*** Opening of Study text ***

Charitable giving is not about percentages it is rather a spiritual discipline. The Christian should give as much as they can joyfully give and then pray for an increase in charitiability. Our tithes support the material needs of the Church and if possible to poor within our community. The Clergy of Emmanuel do not currently receive any financial support. One hundred perfect of your tithes and offerings are rolled directly back into local ministry. To fail to give to the support of the Church and her ministry, is to steal from God.
2. The Duty of Fasting and Abstinence
Our Holy Mother, the Church, does not leave her children without guidance and to their own devices, in this important matter.
The Rule Of Abstinence - The rule affets only the kind of food, and has no reference to its quantity. Everyone over 7 years of age is bound to observe the rule of Abstinence. On abstinence days the faithful are obliged to abstain from flesh-meat (i.e., beef, poultry, or pork) and soup or the gravy made from meat. The number of meals and amount of food may be the same as on other days.

*** Close of Study text ***
*** Opening of Extracted records ***

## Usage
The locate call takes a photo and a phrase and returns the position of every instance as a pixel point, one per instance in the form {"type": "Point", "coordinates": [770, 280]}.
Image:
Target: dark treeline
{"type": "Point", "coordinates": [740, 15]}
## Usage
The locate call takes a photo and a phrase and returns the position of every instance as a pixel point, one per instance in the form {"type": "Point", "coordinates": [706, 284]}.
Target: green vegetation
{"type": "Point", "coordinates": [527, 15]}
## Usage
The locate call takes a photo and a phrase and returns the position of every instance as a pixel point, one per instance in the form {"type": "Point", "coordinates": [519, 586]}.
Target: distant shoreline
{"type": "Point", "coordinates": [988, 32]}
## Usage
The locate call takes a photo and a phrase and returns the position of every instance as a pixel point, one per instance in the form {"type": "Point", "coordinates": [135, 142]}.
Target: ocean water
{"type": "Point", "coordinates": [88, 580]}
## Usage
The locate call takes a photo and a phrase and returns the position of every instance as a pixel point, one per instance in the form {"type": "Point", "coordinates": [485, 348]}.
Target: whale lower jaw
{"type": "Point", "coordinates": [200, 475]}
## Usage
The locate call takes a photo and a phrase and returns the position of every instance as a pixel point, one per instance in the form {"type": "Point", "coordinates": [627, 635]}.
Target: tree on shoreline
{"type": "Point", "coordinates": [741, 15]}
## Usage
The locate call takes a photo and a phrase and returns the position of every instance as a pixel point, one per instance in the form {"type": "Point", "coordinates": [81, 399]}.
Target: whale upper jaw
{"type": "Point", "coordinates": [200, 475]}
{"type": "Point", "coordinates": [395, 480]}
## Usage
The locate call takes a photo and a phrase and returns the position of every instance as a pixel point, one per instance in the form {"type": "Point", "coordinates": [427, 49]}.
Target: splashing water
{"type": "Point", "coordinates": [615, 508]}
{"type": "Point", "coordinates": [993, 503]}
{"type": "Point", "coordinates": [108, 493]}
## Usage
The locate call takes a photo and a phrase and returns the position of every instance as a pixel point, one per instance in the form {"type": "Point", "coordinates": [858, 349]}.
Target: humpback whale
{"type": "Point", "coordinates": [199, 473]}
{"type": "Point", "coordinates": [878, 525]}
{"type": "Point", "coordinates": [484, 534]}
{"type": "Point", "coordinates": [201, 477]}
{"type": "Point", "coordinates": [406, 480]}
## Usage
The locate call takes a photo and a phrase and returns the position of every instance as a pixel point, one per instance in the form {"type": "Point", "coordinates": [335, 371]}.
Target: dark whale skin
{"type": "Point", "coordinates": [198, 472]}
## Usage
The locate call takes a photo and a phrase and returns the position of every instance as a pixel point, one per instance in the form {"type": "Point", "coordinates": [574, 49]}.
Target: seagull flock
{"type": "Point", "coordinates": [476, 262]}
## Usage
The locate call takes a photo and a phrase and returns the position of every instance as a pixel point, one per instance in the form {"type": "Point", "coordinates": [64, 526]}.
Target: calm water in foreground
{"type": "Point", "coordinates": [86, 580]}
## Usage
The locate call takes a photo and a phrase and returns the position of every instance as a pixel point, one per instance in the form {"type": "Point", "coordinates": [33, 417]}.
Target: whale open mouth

*** Close of Extracted records ***

#### Task item A:
Please quote everything in the text on giving and fasting from "Charitable giving is" down to "this important matter.".
#### Task item B:
For each statement, answer yes or no according to the text on giving and fasting, and quote the words that decide it. (i) The clergy of Emmanuel currently receive financial support. (ii) The rule of abstinence applies to everyone over 7 years of age. (iii) On abstinence days the faithful must eat fewer meals than on other days.
The listing has no connection to the text on giving and fasting.

#### Response A:
Charitable giving is not about percentages it is rather a spiritual discipline. The Christian should give as much as they can joyfully give and then pray for an increase in charitiability. Our tithes support the material needs of the Church and if possible to poor within our community. The Clergy of Emmanuel do not currently receive any financial support. One hundred perfect of your tithes and offerings are rolled directly back into local ministry. To fail to give to the support of the Church and her ministry, is to steal from God.
2. The Duty of Fasting and Abstinence
Our Holy Mother, the Church, does not leave her children without guidance and to their own devices, in this important matter.

#### Response B:
(i) No: "The Clergy of Emmanuel do not currently receive any financial support."
(ii) Yes: "Everyone over 7 years of age is bound to observe the rule of Abstinence."
(iii) No: "The number of meals and amount of food may be the same as on other days."